# START OF EXERCISE MATERIAL

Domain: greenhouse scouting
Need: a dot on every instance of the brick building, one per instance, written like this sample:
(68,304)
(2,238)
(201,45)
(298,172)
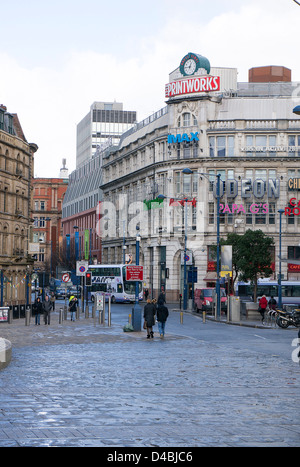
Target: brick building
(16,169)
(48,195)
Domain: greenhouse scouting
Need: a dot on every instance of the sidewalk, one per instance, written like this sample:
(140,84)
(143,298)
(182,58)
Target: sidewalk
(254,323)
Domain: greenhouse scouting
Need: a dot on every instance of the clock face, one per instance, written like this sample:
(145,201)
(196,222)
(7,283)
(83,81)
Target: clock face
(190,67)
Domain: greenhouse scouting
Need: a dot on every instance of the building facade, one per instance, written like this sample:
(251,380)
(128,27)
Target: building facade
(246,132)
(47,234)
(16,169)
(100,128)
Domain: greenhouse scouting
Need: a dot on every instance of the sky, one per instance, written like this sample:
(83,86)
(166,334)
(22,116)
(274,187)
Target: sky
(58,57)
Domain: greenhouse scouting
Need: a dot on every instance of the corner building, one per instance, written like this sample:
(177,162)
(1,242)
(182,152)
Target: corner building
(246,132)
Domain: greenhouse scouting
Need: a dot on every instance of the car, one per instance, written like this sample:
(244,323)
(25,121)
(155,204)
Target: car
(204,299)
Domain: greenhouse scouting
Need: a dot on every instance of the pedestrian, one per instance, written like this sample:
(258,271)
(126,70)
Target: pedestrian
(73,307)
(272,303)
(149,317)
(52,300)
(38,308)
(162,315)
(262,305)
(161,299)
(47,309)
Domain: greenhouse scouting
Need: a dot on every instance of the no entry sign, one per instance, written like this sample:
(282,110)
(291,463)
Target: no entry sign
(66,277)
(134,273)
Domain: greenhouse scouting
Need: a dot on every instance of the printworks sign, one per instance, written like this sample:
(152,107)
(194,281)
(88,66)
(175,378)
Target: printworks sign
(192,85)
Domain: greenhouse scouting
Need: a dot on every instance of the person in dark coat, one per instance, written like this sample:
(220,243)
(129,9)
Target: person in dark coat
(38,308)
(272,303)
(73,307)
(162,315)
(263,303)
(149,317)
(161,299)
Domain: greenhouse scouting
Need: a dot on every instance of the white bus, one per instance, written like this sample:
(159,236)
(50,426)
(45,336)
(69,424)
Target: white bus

# END OF EXERCISE MATERIAL
# START OF EXERCISE MATERIAL

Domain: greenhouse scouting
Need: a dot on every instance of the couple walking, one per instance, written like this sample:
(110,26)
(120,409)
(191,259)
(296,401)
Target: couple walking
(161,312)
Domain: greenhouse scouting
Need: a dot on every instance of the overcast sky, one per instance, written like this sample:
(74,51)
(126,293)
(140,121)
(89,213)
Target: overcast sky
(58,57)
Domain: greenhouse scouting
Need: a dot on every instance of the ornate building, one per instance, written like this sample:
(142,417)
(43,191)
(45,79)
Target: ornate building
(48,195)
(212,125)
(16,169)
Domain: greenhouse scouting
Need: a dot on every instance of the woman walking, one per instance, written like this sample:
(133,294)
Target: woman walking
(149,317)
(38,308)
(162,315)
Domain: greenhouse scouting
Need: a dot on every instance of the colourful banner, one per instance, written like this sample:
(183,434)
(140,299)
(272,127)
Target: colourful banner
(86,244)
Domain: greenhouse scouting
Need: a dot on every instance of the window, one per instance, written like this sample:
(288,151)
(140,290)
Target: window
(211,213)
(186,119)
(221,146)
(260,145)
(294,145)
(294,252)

# END OF EXERCISE MATERIAL
# START OF EXERCISE MATERIAL

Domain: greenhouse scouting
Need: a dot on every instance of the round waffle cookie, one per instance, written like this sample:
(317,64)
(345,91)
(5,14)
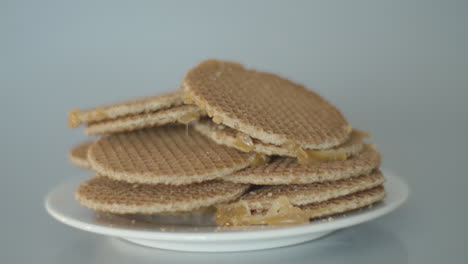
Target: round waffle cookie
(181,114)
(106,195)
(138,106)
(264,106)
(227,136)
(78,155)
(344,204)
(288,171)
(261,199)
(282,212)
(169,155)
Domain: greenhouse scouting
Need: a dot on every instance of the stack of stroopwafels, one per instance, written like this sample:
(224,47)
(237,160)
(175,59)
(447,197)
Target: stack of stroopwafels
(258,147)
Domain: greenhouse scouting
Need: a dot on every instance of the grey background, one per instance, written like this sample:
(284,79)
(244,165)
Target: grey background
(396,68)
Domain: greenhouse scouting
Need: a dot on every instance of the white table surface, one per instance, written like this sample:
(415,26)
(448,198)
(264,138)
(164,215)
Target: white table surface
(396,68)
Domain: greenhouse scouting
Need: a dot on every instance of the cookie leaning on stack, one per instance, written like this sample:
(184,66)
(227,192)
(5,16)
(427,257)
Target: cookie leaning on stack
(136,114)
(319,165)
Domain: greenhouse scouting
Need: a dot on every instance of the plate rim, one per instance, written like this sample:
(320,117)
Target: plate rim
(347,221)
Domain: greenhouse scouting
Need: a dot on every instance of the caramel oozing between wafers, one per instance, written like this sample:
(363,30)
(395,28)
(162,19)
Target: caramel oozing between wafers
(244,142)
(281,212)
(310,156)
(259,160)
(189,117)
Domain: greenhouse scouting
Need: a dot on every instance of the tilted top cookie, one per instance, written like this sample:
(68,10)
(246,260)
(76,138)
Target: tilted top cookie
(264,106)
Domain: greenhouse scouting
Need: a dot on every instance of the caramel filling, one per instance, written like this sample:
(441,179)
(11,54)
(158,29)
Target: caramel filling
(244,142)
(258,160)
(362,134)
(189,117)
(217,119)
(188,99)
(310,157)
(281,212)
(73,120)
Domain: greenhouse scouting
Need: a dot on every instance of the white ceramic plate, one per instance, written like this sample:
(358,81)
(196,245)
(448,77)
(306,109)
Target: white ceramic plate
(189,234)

# END OF EXERCISE MATERIAL

§ **WORK TO BE COMPLETED**:
Collect every line of the items above that contains the word "table".

§ **REPLY**:
Need: a dot on every instance of the white table surface, one per instance, written like this sample:
Target: white table surface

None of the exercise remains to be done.